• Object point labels
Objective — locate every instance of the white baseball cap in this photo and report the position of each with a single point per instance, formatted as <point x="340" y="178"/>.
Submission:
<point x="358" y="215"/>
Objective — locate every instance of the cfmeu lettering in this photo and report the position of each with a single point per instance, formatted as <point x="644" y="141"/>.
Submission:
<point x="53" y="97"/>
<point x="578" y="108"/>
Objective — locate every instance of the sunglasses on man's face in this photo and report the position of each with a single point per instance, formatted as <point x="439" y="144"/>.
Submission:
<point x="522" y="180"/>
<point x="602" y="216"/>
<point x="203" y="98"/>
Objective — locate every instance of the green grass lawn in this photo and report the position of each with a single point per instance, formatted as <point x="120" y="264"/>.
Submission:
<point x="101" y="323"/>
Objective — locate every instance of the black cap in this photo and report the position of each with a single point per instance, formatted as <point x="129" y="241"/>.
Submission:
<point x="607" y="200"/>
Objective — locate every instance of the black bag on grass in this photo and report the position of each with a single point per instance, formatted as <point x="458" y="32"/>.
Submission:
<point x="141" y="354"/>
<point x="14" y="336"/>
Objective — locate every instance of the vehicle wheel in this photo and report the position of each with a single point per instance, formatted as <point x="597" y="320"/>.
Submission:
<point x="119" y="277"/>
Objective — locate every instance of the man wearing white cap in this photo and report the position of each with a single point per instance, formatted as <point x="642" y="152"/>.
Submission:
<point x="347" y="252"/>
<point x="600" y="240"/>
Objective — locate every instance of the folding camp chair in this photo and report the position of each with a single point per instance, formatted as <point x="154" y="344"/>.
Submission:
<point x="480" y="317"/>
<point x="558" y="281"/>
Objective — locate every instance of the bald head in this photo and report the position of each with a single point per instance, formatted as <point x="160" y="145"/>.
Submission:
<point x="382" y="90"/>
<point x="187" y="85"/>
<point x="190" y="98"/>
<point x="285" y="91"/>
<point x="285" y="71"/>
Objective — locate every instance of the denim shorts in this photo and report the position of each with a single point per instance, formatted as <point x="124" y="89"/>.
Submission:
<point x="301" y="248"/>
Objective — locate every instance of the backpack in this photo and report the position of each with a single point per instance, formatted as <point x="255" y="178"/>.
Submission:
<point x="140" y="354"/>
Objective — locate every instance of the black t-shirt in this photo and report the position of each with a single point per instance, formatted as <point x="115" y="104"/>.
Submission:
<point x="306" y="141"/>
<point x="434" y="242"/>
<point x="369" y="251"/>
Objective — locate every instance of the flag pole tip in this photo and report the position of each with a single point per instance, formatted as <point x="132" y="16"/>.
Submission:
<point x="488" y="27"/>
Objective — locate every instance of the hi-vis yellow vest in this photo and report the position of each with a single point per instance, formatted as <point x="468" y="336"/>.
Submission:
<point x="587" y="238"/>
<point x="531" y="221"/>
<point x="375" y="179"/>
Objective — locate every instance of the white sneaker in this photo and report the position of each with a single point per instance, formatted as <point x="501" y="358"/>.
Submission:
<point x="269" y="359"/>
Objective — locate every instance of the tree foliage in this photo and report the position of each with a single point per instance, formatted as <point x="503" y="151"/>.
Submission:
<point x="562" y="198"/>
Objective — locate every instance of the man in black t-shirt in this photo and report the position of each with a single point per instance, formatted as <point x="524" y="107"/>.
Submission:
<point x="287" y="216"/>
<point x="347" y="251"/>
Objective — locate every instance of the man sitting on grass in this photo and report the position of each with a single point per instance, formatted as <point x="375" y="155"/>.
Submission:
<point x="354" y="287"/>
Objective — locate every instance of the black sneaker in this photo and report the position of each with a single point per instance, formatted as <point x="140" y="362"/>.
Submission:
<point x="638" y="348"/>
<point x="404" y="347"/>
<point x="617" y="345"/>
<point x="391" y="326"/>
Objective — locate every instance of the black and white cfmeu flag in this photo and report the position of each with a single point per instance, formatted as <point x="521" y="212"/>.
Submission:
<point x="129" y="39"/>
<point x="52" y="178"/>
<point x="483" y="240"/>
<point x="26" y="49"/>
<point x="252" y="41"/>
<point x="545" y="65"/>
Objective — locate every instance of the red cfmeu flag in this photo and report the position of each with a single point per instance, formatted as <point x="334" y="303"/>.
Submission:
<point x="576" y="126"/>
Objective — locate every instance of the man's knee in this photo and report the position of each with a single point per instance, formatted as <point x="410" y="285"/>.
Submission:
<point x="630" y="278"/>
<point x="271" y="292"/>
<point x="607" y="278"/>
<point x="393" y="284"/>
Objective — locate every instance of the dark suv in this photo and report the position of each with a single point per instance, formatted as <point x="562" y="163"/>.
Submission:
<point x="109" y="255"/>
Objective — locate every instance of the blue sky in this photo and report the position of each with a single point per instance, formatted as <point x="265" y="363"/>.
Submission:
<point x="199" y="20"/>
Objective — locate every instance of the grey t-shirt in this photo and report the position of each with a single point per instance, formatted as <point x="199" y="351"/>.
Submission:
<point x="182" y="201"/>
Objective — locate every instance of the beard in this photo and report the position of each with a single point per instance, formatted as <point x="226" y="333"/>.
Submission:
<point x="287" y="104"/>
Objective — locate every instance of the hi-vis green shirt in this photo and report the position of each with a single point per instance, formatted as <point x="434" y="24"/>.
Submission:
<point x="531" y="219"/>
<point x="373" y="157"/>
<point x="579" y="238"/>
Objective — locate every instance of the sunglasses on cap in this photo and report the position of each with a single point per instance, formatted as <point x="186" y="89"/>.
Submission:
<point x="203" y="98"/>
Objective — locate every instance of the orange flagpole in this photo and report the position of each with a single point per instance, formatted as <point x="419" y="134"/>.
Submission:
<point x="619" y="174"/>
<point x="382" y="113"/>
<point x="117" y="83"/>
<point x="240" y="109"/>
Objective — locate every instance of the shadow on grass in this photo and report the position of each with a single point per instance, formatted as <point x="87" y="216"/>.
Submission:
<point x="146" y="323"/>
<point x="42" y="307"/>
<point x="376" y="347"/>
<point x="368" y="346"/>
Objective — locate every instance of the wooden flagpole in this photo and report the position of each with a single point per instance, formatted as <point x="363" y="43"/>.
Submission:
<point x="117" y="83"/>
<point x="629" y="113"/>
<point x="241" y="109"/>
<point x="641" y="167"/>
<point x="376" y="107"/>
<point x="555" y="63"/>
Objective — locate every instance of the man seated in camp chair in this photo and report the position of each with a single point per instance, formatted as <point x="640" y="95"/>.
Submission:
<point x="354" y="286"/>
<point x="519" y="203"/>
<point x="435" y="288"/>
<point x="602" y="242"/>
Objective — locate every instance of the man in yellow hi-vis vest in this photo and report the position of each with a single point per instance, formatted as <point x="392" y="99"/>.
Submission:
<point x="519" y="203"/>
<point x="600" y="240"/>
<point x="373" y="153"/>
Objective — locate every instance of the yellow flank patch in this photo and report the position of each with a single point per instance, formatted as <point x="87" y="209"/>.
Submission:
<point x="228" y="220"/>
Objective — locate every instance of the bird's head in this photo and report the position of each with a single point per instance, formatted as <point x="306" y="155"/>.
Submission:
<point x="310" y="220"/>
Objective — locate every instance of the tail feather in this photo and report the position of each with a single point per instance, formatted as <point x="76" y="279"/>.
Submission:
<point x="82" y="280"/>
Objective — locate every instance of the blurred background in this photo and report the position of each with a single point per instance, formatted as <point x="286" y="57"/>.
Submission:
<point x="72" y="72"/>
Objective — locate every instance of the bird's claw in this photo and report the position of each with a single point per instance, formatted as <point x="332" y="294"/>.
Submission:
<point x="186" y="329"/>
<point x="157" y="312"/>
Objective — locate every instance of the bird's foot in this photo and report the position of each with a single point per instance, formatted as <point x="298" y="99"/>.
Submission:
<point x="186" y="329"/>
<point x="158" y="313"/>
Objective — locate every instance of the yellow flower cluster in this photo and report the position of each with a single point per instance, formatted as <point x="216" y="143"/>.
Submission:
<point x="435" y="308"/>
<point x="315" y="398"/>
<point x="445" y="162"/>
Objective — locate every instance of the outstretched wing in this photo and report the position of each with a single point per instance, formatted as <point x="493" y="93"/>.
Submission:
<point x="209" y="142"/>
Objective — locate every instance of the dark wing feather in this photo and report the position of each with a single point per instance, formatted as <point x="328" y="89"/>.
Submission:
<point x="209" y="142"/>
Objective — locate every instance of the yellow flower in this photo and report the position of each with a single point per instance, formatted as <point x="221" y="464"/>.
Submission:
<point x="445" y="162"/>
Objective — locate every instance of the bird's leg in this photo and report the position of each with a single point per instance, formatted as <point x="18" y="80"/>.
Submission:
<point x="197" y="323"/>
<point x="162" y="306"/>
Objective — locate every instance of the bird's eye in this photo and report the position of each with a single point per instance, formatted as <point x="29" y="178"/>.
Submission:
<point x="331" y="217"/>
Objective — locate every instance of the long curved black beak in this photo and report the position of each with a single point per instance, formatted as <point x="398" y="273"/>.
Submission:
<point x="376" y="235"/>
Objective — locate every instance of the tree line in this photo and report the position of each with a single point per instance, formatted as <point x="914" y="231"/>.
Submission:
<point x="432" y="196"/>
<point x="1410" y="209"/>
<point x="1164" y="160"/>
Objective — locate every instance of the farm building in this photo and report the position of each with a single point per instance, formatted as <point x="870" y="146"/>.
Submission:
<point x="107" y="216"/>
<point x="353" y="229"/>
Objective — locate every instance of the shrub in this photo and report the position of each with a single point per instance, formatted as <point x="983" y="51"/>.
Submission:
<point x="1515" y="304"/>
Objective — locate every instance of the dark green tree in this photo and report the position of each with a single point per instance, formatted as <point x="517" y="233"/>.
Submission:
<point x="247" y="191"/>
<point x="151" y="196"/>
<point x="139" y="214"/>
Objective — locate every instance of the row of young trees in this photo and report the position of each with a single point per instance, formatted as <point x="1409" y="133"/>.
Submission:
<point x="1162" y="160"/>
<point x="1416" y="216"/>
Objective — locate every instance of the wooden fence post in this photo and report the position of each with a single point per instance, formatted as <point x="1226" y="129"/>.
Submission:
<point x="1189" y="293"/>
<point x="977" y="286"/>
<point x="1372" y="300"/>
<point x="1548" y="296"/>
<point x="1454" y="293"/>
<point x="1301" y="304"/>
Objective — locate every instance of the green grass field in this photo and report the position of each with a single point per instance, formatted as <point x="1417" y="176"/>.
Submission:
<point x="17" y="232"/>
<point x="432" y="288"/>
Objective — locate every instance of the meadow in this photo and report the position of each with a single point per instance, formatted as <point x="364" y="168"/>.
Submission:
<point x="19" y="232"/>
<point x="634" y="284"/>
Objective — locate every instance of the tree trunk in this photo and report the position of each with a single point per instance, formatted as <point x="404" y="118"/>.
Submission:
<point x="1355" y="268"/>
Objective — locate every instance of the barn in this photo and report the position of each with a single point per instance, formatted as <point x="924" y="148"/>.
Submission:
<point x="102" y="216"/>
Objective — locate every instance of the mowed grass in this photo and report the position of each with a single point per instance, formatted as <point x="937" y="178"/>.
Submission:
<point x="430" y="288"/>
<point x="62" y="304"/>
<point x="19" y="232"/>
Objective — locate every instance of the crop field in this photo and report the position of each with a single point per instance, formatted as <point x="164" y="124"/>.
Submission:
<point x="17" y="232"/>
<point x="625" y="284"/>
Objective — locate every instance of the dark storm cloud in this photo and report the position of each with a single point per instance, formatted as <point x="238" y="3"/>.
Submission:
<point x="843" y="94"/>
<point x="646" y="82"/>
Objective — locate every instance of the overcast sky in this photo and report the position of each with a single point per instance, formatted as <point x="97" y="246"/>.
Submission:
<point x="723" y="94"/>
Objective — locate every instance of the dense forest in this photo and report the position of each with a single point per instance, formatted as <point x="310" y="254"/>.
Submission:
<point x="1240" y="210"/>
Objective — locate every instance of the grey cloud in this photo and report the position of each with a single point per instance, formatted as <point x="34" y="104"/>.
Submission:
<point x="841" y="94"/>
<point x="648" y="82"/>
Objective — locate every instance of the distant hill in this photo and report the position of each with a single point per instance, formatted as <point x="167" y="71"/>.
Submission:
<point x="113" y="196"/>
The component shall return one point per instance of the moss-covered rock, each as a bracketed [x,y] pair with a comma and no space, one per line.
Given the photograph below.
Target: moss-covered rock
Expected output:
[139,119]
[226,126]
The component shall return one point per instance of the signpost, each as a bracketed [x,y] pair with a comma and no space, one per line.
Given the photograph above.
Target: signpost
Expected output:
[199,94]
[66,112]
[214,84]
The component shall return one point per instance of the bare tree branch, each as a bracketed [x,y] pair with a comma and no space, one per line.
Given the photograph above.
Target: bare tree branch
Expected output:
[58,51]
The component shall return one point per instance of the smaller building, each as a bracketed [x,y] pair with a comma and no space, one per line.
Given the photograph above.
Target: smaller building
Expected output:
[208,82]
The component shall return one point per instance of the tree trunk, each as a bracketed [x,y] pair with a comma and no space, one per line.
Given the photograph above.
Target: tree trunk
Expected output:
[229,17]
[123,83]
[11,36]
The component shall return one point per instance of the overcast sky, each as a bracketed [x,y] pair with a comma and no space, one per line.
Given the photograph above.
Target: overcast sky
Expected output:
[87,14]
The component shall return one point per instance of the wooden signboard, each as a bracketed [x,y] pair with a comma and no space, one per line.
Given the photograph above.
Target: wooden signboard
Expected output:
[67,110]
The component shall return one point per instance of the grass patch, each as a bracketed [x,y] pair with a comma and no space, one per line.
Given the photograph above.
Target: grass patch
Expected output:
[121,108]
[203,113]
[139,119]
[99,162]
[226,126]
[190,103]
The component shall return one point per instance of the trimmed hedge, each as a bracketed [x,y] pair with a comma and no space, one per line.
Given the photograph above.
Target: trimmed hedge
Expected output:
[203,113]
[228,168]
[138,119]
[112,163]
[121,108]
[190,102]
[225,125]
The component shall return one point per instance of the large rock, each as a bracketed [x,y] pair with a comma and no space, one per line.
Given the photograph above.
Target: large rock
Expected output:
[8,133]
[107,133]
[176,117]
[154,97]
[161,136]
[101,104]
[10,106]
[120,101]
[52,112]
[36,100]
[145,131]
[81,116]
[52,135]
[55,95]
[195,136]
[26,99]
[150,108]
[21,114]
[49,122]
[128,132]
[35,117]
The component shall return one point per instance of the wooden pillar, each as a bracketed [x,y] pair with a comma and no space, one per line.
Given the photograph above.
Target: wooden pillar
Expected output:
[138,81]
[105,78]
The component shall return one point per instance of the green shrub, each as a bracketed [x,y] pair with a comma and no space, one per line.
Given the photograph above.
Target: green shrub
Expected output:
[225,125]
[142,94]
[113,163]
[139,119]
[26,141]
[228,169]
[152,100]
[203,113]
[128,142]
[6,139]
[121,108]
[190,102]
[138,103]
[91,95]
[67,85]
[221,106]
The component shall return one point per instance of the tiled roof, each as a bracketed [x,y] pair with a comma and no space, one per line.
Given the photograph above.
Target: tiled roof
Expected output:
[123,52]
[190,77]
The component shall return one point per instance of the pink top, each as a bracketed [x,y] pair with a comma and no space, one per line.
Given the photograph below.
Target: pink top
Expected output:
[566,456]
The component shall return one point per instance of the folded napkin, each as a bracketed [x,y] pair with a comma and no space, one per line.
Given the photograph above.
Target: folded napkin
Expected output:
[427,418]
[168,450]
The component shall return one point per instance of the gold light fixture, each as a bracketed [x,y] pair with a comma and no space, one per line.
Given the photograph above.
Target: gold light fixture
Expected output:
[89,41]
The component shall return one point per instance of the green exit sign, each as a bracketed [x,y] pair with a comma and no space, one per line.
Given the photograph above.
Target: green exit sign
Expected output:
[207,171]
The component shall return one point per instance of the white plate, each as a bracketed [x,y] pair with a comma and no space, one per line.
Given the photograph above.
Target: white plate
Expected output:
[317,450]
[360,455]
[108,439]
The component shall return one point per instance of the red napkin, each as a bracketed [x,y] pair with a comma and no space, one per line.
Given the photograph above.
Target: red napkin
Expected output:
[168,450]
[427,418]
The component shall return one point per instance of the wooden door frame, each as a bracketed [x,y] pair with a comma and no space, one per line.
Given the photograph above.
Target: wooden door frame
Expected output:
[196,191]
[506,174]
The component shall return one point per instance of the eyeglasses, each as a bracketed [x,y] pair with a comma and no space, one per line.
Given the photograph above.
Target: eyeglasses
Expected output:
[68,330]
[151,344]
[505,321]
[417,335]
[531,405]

• TASK GOAL
Reproduce without alteration the part of the material that opens with the line containing "the wooden door" and closes at the end of the material.

• RESPONSE FOR THIS EXERCISE
The component shall return one point per instance of the wooden door frame, each as a bracketed [x,y] pair with a comma and no space, one per line.
Given the photograph above.
Target: wooden door frame
Expected output:
[196,191]
[506,174]
The component shall return one point per instance of the eyeglasses, each as a bracketed [x,y] pair with a comma and no space, one per line.
Given the photograph above.
Target: eyeglasses
Expected output:
[68,330]
[151,344]
[505,321]
[417,335]
[531,405]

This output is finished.